-- REQUIRED TASK --
Filter the records below and copy each line that contains the word "forest".

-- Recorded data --
+++

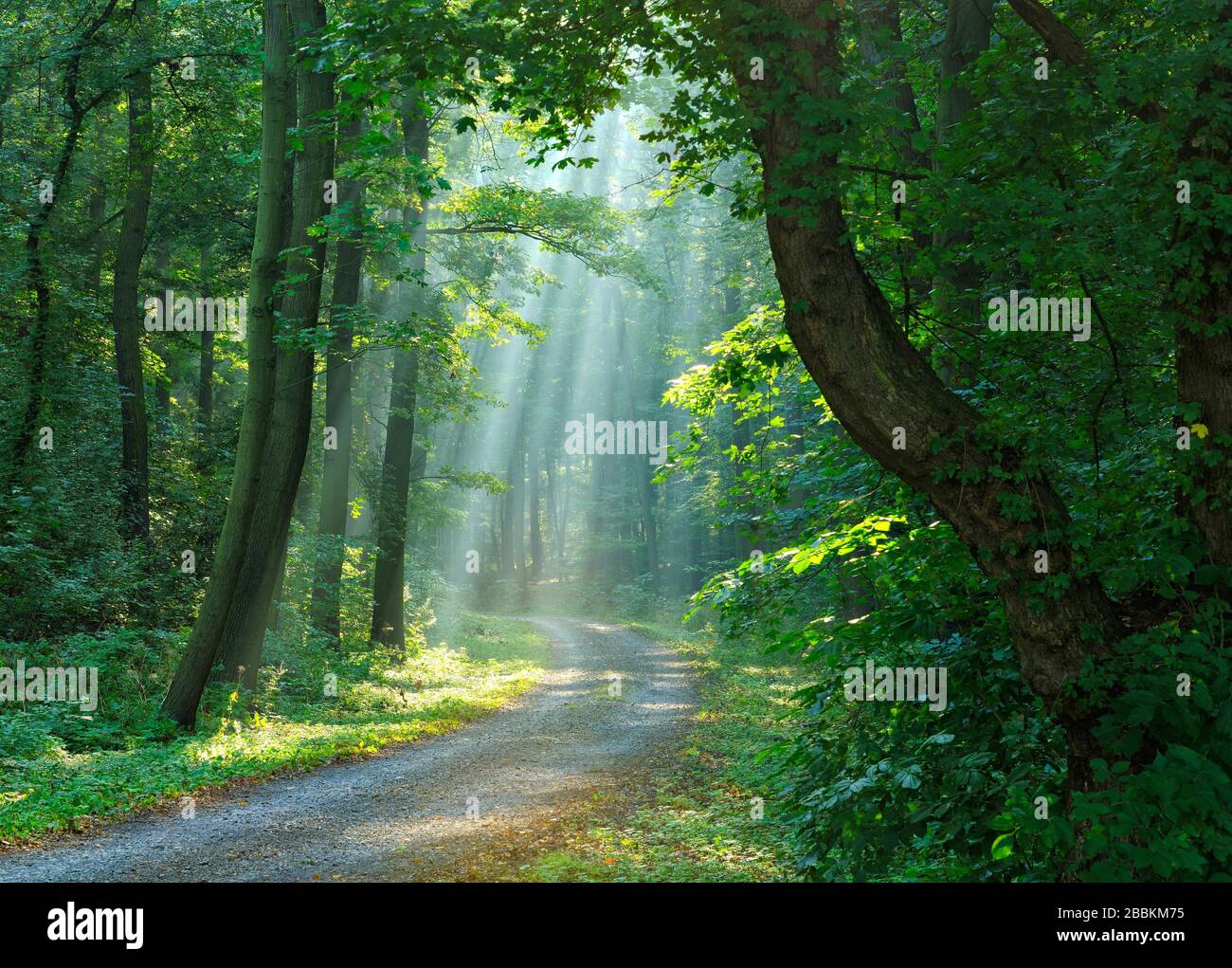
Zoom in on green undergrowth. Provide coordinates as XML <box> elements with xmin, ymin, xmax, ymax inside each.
<box><xmin>0</xmin><ymin>612</ymin><xmax>551</xmax><ymax>845</ymax></box>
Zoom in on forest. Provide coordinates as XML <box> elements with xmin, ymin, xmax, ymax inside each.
<box><xmin>0</xmin><ymin>0</ymin><xmax>1232</xmax><ymax>883</ymax></box>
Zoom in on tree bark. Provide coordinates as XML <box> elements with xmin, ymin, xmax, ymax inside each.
<box><xmin>218</xmin><ymin>0</ymin><xmax>334</xmax><ymax>689</ymax></box>
<box><xmin>370</xmin><ymin>103</ymin><xmax>427</xmax><ymax>651</ymax></box>
<box><xmin>723</xmin><ymin>0</ymin><xmax>1124</xmax><ymax>789</ymax></box>
<box><xmin>312</xmin><ymin>114</ymin><xmax>365</xmax><ymax>645</ymax></box>
<box><xmin>163</xmin><ymin>0</ymin><xmax>295</xmax><ymax>727</ymax></box>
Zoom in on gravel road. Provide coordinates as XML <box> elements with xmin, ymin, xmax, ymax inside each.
<box><xmin>0</xmin><ymin>619</ymin><xmax>695</xmax><ymax>882</ymax></box>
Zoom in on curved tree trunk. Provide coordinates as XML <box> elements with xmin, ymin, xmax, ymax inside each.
<box><xmin>163</xmin><ymin>0</ymin><xmax>295</xmax><ymax>726</ymax></box>
<box><xmin>370</xmin><ymin>103</ymin><xmax>427</xmax><ymax>649</ymax></box>
<box><xmin>312</xmin><ymin>109</ymin><xmax>364</xmax><ymax>644</ymax></box>
<box><xmin>217</xmin><ymin>0</ymin><xmax>334</xmax><ymax>688</ymax></box>
<box><xmin>723</xmin><ymin>0</ymin><xmax>1124</xmax><ymax>789</ymax></box>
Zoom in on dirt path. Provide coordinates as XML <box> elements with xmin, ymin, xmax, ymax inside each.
<box><xmin>0</xmin><ymin>619</ymin><xmax>694</xmax><ymax>882</ymax></box>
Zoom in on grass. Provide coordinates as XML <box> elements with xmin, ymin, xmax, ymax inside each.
<box><xmin>0</xmin><ymin>612</ymin><xmax>551</xmax><ymax>845</ymax></box>
<box><xmin>520</xmin><ymin>624</ymin><xmax>805</xmax><ymax>882</ymax></box>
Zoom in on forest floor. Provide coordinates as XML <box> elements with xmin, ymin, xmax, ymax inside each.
<box><xmin>0</xmin><ymin>619</ymin><xmax>697</xmax><ymax>882</ymax></box>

+++

-- FINAL RESULT --
Zoom in on forest. Provide coordinates as XML <box> elements with xmin, ymin, xmax, ymax inside each.
Zoom in on forest floor. Provide coordinates as XML <box> elements with xmin, ymin, xmax, ymax inside each.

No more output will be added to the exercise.